What this task involves. Reproduce the material in full, unchanged.

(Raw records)
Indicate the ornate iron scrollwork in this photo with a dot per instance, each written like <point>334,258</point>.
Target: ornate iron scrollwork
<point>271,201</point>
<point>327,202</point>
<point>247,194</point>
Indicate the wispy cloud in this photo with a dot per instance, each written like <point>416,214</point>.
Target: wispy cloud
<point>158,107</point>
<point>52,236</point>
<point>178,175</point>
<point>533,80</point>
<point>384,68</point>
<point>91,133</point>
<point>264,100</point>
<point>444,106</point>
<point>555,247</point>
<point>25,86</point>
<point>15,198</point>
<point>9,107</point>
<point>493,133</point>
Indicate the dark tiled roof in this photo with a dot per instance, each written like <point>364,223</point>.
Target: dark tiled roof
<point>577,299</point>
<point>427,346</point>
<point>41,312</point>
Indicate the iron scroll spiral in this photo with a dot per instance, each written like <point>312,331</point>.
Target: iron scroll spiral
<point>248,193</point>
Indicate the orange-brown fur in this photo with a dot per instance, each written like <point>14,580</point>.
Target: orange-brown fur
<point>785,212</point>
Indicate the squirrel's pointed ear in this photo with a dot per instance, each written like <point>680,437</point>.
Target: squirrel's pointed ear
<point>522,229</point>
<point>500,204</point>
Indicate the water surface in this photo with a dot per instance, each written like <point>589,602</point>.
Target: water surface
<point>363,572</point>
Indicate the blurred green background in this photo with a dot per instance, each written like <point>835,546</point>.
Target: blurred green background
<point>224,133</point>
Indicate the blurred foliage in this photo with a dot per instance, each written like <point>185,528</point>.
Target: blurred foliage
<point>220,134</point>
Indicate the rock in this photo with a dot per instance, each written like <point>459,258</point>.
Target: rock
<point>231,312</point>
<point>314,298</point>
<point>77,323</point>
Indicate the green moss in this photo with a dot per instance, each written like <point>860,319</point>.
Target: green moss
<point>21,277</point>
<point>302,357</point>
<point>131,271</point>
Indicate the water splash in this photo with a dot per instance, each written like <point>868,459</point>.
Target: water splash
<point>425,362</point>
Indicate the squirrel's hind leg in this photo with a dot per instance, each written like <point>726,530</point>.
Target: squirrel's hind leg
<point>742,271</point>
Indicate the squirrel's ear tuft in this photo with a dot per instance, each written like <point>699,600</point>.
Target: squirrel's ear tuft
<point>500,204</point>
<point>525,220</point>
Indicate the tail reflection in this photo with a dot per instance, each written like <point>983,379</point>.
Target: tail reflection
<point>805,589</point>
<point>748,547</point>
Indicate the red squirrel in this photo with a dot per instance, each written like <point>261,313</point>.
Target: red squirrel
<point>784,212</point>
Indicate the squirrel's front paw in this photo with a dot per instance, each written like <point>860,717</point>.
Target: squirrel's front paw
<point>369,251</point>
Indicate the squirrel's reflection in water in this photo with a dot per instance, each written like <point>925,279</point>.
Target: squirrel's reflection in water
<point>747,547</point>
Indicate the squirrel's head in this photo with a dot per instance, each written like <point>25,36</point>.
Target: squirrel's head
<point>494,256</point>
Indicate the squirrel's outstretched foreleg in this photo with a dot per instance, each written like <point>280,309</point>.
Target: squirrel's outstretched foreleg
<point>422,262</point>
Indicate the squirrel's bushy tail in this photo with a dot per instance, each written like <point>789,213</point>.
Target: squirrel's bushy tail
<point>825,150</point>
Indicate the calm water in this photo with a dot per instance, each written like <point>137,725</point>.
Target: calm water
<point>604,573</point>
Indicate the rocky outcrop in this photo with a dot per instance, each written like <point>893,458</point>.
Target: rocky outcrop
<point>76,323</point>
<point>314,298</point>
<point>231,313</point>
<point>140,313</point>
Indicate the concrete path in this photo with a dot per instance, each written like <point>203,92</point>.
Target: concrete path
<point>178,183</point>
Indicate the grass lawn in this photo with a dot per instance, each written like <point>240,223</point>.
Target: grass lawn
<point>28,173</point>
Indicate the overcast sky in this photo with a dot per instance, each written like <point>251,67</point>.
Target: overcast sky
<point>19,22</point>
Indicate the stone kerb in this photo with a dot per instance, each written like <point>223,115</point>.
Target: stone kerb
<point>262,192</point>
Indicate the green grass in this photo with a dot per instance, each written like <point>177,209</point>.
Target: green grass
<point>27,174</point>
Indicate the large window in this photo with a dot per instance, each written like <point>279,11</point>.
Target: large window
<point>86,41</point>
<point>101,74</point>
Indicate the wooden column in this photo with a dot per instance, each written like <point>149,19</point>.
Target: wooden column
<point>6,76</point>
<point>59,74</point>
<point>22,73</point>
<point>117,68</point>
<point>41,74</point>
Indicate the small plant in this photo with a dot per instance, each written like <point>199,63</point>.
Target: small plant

The completed task.
Indicate the ornate iron scrollwork in this photo with a dot per instance, each written like <point>334,258</point>.
Target: ornate iron scrollwork
<point>271,201</point>
<point>327,202</point>
<point>247,194</point>
Indicate the wispy cloud in this photo with a dot per instance, each written like <point>416,214</point>.
Target: wispy cloud
<point>158,107</point>
<point>52,236</point>
<point>178,175</point>
<point>533,80</point>
<point>384,68</point>
<point>91,133</point>
<point>264,100</point>
<point>444,106</point>
<point>555,247</point>
<point>25,86</point>
<point>15,198</point>
<point>9,107</point>
<point>493,133</point>
Indicate the dark tiled roof in this photo with a dot per instance, each written like <point>364,223</point>.
Target: dark tiled roof
<point>577,299</point>
<point>427,346</point>
<point>41,312</point>
Indicate the iron scroll spiral in this photo with a dot per instance, each written like <point>312,331</point>.
Target: iron scroll spiral
<point>248,193</point>
Indicate the orange-brown fur in this photo with a dot per instance, each written like <point>14,580</point>.
Target: orange-brown fur
<point>785,212</point>
Indicate the squirrel's pointed ear in this photo with a dot per instance, each written like <point>680,437</point>.
Target: squirrel's pointed ear
<point>522,229</point>
<point>500,204</point>
Indicate the water surface in this photo with a dot per instance, each written like <point>589,602</point>.
Target: water surface
<point>363,572</point>
Indicate the blurred green background in this photo with a dot per instance, each written like <point>835,546</point>.
Target: blurred green background
<point>224,133</point>
Indicate the blurred foliage in this photo with a dot per instance, each written like <point>185,528</point>.
Target: blurred foliage
<point>220,134</point>
Indicate the rock in this photo with a dot per instance, each written like <point>459,258</point>.
Target: rock
<point>231,312</point>
<point>314,298</point>
<point>77,323</point>
Indicate the green moss in this photo with a dot per instance, each written like <point>860,319</point>.
Target: green moss
<point>21,277</point>
<point>302,357</point>
<point>131,271</point>
Indicate the water splash in this photo with a dot per instance, each written like <point>868,459</point>.
Target: water splash
<point>425,362</point>
Indicate the squirrel's hind leg in this photo with a dot per instance, each written like <point>726,530</point>.
Target: squirrel's hind leg
<point>742,271</point>
Indicate the squirrel's ear tuft in this photo with a dot per instance, each written like <point>699,600</point>.
Target: squirrel's ear tuft
<point>500,204</point>
<point>525,220</point>
Indicate the tail reflection in this photo with a dot per instance, each written like <point>983,379</point>.
Target: tail reflection
<point>805,589</point>
<point>748,547</point>
Indicate the red squirrel in this photo with a dot per instance, each written like <point>261,313</point>.
Target: red squirrel
<point>784,212</point>
Indicate the squirrel's front paw in this photo with a dot per instance, each written like <point>860,717</point>.
Target: squirrel's front paw
<point>369,251</point>
Indicate the squirrel's reflection in water in this photo with a dot per instance, each written like <point>925,279</point>.
Target: squirrel's reflection in water
<point>747,547</point>
Indicate the squirrel's head in this photo with a dot per instance, each written like <point>25,36</point>.
Target: squirrel's head
<point>494,256</point>
Indicate the squirrel's outstretched foreleg in this photo with a dot per instance, each written like <point>280,309</point>.
Target: squirrel's outstretched foreleg
<point>422,262</point>
Indicate the squirrel's bushy tail in this photo with a dot per instance, each written like <point>789,213</point>.
Target: squirrel's bushy tail
<point>825,150</point>
Indicate the calm water in this photo with a dot per instance, each written like <point>137,725</point>.
Target: calm water
<point>604,573</point>
Indicate the rocky outcrop in this photo with a dot per instance, each written like <point>893,458</point>.
Target: rocky outcrop
<point>76,323</point>
<point>314,298</point>
<point>231,313</point>
<point>140,313</point>
Indicate the concrete path in this photo with a dot per instance, each written like <point>203,92</point>.
Target: concrete path
<point>178,183</point>
Indicate the grass lawn in this photo with a dot per instance, each written like <point>240,223</point>.
Target: grass lawn
<point>28,173</point>
Indicate the overcast sky in this photo with a dot per instance, each written like <point>251,67</point>.
Target: overcast sky
<point>19,22</point>
Indicate the stone kerb in this photo with a dot per instance, each written like <point>223,115</point>.
Target: stone kerb
<point>262,192</point>
Indicate the green grass in this photo with a dot per instance, each written like <point>177,209</point>.
Target: green grass
<point>27,174</point>
Indicate the large window in this photo with a dot per instance, each written like <point>279,11</point>.
Target: large window
<point>86,41</point>
<point>101,74</point>
Indicate the wooden column in this photo with a dot per instance, each written like <point>149,19</point>.
Target: wooden column
<point>6,76</point>
<point>59,74</point>
<point>22,73</point>
<point>117,68</point>
<point>41,74</point>
Indicate the small plant in this photo with a dot per instance, each written like <point>199,63</point>.
Target: small plant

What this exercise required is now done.